— BEGIN Source text —

My Ratings: [Average / 5]
—Wuchen Li, age 32
Positive—It is clear to me upon reading many of the comments on this site, that most of the viewers did not “get” this film. To fully grasp the themes of the film, it helps to have read both Woolf’s Mrs. Dalloway and Cunningham’s The Hours in order to understand the psychology of the characters and the reasoning behind their life choices.

This film is more or less about three women from three different decades, who are sublimely unhappy with their lives, and who try to cope with that unhappiness through art and creativity. All the while, they seriously consider suicide as an end to their misery, but opt to stay alive to make others around them happy. Some survive this inner struggle, and some don’t.

Some will argue with the film’s humanist worldview, but as far as I can tell, these emotions are real, these situations are real, and they happen every day. “The Hours” only brings those things to the light. Much has been made of the “lesbian” kissing scenes in the film. The viewers who have commented vehemently on these three instances have indeed taken it all out of context. These women so desperately want to make a connection with another human being, that the kisses aren’t what they seem to be on the surface. They are not sexual, by any means. Yes, there are gay and lesbian characters in the film, but there are gay and lesbian people in life, as well.

Every time I see this film, it’s as though I see it through new eyes. I always gain a fresh perspective, and this has much to do with the fact that I am older, and have gained much more life experience than when I first saw the film years ago. Everything about the film bursts with life, from the beautiful cinematography, to the acting, the Philip Glass’ beautiful score.

There is also an unexpected scene of forgiveness that is truly touching. You should come away from this film a little more enlightened than you were before, that is, if you are willing to go there…and it always helps to read the books beforehand to gain a fuller experience. Those who have claimed that the film is about “nothing” are dead wrong. This film works on so many levels. It is nothing short of a miracle.
My Ratings: Moral rating: Offensive / Moviemaking quality: 5
—Steven Adam Renkovish, age 28 (USA)

— END Source text —

Tasks:
1. Please answer these questions from the film review, one answer per line:
(a) How many women does the film follow, and from how many decades?
(b) Whose score is praised?
(c) Which two books does the review recommend reading beforehand?
2. Reproduce word for word the part of the film review that opens with the words "Every time I" and closes with "of a miracle.".

— BEGIN Records supplied —

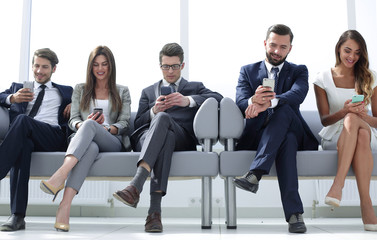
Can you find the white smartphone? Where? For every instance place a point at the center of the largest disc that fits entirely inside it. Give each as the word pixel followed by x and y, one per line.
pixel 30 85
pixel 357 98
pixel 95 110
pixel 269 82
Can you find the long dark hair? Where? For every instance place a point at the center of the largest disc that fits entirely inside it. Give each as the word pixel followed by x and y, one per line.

— END Records supplied —
— BEGIN Records supplied —

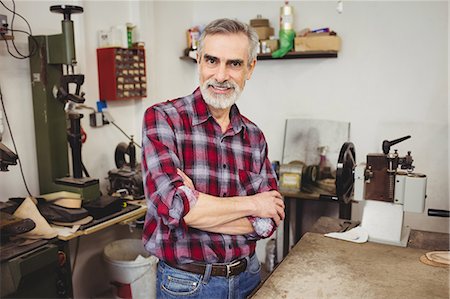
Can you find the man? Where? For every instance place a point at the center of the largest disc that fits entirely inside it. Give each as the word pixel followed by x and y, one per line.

— END Records supplied —

List of solutions:
1.
(a) Three women, from three different decades.
(b) Philip Glass's.
(c) Woolf's Mrs. Dalloway and Cunningham's The Hours.

2.
Every time I see this film, it’s as though I see it through new eyes. I always gain a fresh perspective, and this has much to do with the fact that I am older, and have gained much more life experience than when I first saw the film years ago. Everything about the film bursts with life, from the beautiful cinematography, to the acting, the Philip Glass’ beautiful score.

There is also an unexpected scene of forgiveness that is truly touching. You should come away from this film a little more enlightened than you were before, that is, if you are willing to go there…and it always helps to read the books beforehand to gain a fuller experience. Those who have claimed that the film is about “nothing” are dead wrong. This film works on so many levels. It is nothing short of a miracle.